• WORK TO COMPLETE:
**A)** Transcribe the part of the text on collaboration infrastructure below that opens with the words containing "The deep code" and closes with "deep code shifts.".
**B)** Render this sentence from the text on collaboration infrastructure below into Spanish: "Different people can step in at different times."
**C)** The text on collaboration infrastructure below asks what forms of infrastructure are needed. List every form it names in its reply.

#### TEXT EXTRACT

The deep code framing. The logic that's informed so many of our legacy structures, contracts, relationships, is imbued with problematic shit. How do we design and do from a different place? One that's trying to see risk, power, learning, evolving, and multiple forms of value, and really valuing those things. These are deep code shifts.

What are the different forms of infrastructure that are needed? The legal architecture, learning infrastructure, stewardship approaches. We can provide a frame, allowing people to hang this work somewhere. Have you thought enough and designed enough about the legal architecture, the way in which learning's happening and decisions are made?

The depth that some of those resources go to on the M2M website is really cool. For example, I don't know much about how VAT works in a complex collaboration. It's interesting. Not my forte. Same with some of the work that Angela did around legal and contracting. You can have a contract that evolves. Different roles can be distributed. Different people can step in at different times. Emergent resource allocation can become a thing. The funder is part of the work. A lot of cool stuff that was tested.

'How are risks spread across the system?' feels really important, especially when we're talking about contracting and the power dynamics in some of these collaborations where there is a funder coming together with community organisations and local authorities. There's such a melting pot of power dynamics there. We have to bring conscientiousness to how risk is shared. Are we expecting this community group to hold all of the risk of delivering that work, or is there someone else in this that can hold some of that? And where should that risk sit?

########
#### DATASET EXCERPT

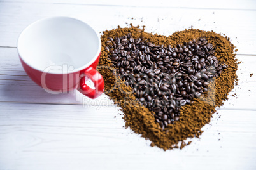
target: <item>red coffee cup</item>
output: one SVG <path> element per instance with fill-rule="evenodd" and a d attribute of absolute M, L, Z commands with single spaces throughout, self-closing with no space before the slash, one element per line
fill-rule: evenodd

########

• RESULTS FOR THE EXERCISE:
**A)**
The deep code framing. The logic that's informed so many of our legacy structures, contracts, relationships, is imbued with problematic shit. How do we design and do from a different place? One that's trying to see risk, power, learning, evolving, and multiple forms of value, and really valuing those things. These are deep code shifts.

**B)** Diferentes personas pueden intervenir en diferentes momentos.

**C)**
- legal architecture
- learning infrastructure
- stewardship approaches